Compito da svolgere
Indica quante righe dei dati contengono la parola "jacket", distinguendo tra maiuscole e minuscole. Rispondi soltanto con il numero.

Voci di puntamento ed etichettatura
....

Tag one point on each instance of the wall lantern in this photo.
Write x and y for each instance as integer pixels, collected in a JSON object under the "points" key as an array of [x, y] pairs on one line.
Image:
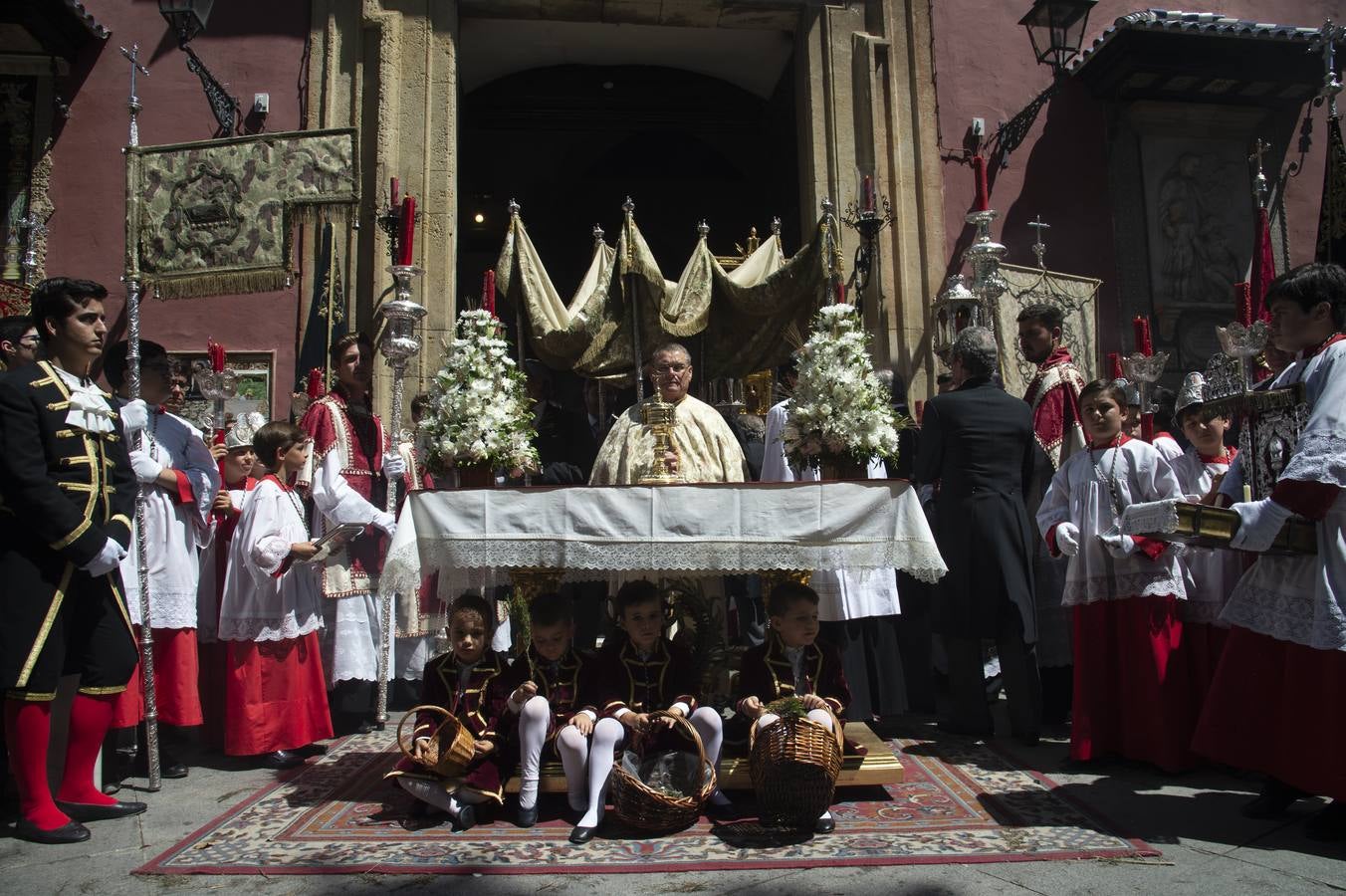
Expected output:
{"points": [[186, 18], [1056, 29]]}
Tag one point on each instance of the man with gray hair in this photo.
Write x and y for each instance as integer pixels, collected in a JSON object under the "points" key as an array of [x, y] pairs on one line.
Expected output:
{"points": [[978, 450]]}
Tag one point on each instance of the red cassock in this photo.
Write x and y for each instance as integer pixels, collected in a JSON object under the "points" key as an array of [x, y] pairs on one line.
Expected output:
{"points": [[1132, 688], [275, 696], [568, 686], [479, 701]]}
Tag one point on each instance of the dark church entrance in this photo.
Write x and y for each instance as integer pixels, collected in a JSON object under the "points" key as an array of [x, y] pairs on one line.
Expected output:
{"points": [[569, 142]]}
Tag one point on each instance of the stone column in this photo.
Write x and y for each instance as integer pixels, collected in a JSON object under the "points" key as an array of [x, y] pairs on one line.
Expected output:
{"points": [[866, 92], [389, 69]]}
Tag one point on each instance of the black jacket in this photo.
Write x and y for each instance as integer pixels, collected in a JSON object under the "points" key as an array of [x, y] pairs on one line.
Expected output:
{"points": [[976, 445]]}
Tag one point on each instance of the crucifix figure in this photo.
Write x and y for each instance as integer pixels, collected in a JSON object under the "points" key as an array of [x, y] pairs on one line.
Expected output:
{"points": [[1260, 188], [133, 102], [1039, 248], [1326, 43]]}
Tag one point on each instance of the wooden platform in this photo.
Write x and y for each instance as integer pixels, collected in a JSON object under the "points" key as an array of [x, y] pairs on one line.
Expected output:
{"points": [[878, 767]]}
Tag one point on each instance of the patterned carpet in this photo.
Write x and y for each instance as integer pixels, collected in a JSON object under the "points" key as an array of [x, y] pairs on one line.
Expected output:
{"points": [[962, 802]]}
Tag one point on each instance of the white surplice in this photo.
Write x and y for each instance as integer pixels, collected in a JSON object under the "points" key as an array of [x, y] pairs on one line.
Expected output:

....

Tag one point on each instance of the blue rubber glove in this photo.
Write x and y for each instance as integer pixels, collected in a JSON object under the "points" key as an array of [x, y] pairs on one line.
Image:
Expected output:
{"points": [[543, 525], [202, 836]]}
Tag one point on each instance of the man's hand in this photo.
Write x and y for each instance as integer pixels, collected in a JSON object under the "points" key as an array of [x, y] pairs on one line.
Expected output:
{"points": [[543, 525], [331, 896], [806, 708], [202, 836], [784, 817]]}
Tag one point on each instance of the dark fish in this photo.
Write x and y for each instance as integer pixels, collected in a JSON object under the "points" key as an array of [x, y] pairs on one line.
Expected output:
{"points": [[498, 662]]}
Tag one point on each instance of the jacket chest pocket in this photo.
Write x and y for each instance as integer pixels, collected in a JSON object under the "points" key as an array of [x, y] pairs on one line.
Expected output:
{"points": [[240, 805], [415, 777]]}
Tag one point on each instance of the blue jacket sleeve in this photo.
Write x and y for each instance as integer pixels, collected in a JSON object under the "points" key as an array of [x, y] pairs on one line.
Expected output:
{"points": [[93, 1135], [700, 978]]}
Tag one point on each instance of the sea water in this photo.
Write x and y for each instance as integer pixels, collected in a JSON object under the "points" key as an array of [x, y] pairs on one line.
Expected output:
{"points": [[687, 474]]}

....

Risultato dell'esercizio
3